PROMPT: Please print every record that follows, keeping each one exactly as it is.

..............................

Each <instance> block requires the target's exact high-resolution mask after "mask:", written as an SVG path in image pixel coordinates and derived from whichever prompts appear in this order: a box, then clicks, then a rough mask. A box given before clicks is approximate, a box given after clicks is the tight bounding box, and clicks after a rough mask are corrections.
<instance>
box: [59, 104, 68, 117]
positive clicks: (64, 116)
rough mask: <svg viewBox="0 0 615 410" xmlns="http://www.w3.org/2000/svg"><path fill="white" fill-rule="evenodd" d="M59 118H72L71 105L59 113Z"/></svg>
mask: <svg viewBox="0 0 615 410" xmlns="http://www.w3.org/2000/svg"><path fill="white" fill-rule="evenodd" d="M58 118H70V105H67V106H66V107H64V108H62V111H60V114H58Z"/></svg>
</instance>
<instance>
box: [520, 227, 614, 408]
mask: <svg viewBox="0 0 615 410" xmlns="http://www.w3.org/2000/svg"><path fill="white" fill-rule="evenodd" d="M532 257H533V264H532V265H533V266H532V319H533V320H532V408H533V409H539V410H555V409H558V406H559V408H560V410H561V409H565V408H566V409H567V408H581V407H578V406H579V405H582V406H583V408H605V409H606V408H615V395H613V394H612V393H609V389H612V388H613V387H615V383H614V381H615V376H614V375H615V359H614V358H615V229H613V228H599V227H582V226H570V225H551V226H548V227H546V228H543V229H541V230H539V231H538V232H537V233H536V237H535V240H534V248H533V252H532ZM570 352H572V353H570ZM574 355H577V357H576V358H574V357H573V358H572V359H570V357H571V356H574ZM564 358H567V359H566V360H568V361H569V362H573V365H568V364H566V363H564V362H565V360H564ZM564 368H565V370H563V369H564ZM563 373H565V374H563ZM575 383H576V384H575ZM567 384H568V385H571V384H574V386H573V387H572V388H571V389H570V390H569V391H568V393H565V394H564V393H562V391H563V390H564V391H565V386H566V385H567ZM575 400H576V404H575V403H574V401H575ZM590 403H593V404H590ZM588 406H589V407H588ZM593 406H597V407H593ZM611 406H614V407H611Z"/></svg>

..............................

ANSWER TO THIS TASK:
Each <instance> block requires the target's exact high-resolution mask after "mask:", written as an SVG path in image pixel coordinates and derived from whichever prompts appear in this order: a box, then clicks, then a rough mask. A box given before clicks is approximate, a box given after clicks is the tight bounding box, and clicks after a rough mask are corrections.
<instance>
box: [59, 104, 68, 117]
positive clicks: (64, 116)
rough mask: <svg viewBox="0 0 615 410" xmlns="http://www.w3.org/2000/svg"><path fill="white" fill-rule="evenodd" d="M59 118H72L71 105L59 113Z"/></svg>
mask: <svg viewBox="0 0 615 410" xmlns="http://www.w3.org/2000/svg"><path fill="white" fill-rule="evenodd" d="M58 118H70V105H67V106H66V107H64V108H62V111H60V114H58Z"/></svg>
</instance>
<instance>
box: [520, 227, 614, 408]
mask: <svg viewBox="0 0 615 410" xmlns="http://www.w3.org/2000/svg"><path fill="white" fill-rule="evenodd" d="M532 257H533V264H532V265H533V266H532V319H533V320H532V408H533V409H539V410H555V409H558V406H559V408H560V410H561V409H565V408H566V409H567V408H581V407H578V406H579V405H582V406H583V408H605V409H606V408H615V395H613V394H612V393H609V389H612V388H613V387H615V383H614V381H615V376H614V375H615V359H614V358H615V229H613V228H599V227H582V226H570V225H551V226H548V227H546V228H543V229H541V230H539V231H538V232H537V233H536V237H535V240H534V248H533V252H532ZM570 352H572V353H570ZM574 355H577V357H576V358H574V357H573V358H572V359H570V357H571V356H574ZM564 358H567V359H566V360H568V361H569V362H573V365H568V364H566V363H564V362H565V360H564ZM564 368H565V370H563V369H564ZM563 373H565V374H563ZM575 383H576V384H575ZM567 384H568V385H571V384H574V386H573V387H572V388H571V389H570V390H569V391H568V393H565V394H564V393H562V391H563V390H564V391H565V386H566V385H567ZM575 400H576V404H575V403H574V401H575ZM590 403H593V404H590ZM588 406H589V407H588ZM593 406H597V407H593ZM611 406H614V407H611Z"/></svg>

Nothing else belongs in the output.